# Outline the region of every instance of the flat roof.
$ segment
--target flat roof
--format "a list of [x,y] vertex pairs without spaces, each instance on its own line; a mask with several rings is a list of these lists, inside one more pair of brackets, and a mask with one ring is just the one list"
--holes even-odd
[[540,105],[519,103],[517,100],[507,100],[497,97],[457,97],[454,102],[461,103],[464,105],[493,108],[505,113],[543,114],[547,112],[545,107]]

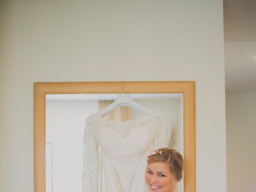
§ §
Rewrite all the records with "flat roof" changed to "terrace" and everything else left the same. Leave the pictures out of the answer.

EXPECTED ANSWER
# Outline the region of every instance of the terrace.
$ segment
--target terrace
--format "a list of [x,y] vertex pairs without spaces, each instance on its own line; a mask with several rings is a list of these lists, inside one more pair of brackets, and a mask with one ring is just the one list"
--holes even-odd
[[540,105],[519,103],[517,100],[507,100],[497,97],[457,97],[454,102],[461,103],[464,105],[493,108],[505,113],[543,114],[547,112],[545,107]]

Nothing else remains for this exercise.